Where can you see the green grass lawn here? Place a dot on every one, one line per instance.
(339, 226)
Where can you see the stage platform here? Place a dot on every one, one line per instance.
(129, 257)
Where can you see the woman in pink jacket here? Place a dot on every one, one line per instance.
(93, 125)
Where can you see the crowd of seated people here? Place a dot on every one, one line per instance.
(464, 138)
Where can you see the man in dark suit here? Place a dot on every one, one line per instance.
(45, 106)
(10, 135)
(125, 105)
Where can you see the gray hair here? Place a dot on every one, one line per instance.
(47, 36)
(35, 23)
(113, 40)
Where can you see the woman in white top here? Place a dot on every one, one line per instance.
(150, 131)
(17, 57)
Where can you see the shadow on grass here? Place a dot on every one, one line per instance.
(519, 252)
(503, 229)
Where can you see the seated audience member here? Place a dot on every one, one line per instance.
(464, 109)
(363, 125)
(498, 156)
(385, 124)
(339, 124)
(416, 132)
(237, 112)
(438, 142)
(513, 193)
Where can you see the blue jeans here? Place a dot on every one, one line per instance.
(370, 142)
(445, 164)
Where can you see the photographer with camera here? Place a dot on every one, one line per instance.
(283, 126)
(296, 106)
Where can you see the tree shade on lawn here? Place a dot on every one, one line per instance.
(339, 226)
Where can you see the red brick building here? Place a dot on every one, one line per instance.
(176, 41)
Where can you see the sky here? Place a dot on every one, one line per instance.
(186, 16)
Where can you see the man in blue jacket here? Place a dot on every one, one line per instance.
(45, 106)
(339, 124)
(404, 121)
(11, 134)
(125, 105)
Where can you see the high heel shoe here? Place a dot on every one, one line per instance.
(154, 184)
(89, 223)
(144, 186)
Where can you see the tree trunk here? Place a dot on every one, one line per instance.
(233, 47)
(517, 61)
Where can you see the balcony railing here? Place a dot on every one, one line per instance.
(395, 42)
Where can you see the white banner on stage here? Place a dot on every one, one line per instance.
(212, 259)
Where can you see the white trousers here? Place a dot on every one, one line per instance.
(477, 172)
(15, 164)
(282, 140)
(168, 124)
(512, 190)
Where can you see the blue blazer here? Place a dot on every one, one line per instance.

Short task: Return every one of the records above word for word, in the same order, with nothing added or left out.

Solution for this exercise:
Where can you see the green grass lawn here? Place a dot on every one, one line per instance.
(339, 226)
Where can you see the stage platform here? Place a dot on every one, one line per instance.
(129, 257)
Where can you see the woman in pink jacket here? Place a dot on every one, one line per instance.
(93, 125)
Where can you see the crowd of seated people here? Place a dot on every one, one line per instance.
(464, 138)
Where can you see the man in dark suit here? Place a dot on every one, one line per instance.
(45, 106)
(10, 135)
(125, 105)
Where can you see the gray hair here? Place a dot on every one, one line per instance.
(47, 36)
(35, 23)
(113, 40)
Where can you see the woman in white top here? Place a dot on every one, one line per instance.
(150, 131)
(17, 57)
Where can you see the shadow on grass here? Place a dot on every one, one line per instance.
(519, 252)
(503, 229)
Where can you see the seated audience member here? Place a dot on every one, one line per instance.
(464, 109)
(363, 125)
(498, 156)
(385, 124)
(339, 124)
(416, 132)
(237, 112)
(438, 142)
(513, 193)
Where can you see the blue jeans here? Place a dot on every one, one line per instance.
(370, 142)
(445, 164)
Where can you see the photographer with camera here? Place a dot on every one, one line per instance.
(283, 126)
(296, 106)
Where can you see the tree shade on lawn here? Place a dot on every one, one line per instance.
(339, 226)
Where can you see the red brick building here? Place a dot on every one, one line per instance.
(176, 41)
Where can you see the sky here? Place a dot on every one, one line per instance.
(186, 16)
Where can you see the man in blue jacket here? Place a dot on every one, one line per instance.
(45, 106)
(339, 124)
(404, 121)
(11, 134)
(125, 105)
Where can you see the high heel shoe here? Place a dot on every one, one line per instance.
(154, 184)
(89, 223)
(144, 186)
Where can you see the tree trunk here? Place a dot on every one, one line per instance.
(233, 47)
(517, 61)
Where can you see the balcony railing here? Place a dot on every one, one line per instance.
(395, 42)
Where can you see the white banner on stage here? Place a dot on every one, one line per instance.
(212, 259)
Where can you see the white trousers here? Place a dot on every one, one line per instance.
(477, 172)
(15, 164)
(282, 140)
(168, 124)
(512, 190)
Where can you see the blue blazer here? Place a dot on every one, one line per instance.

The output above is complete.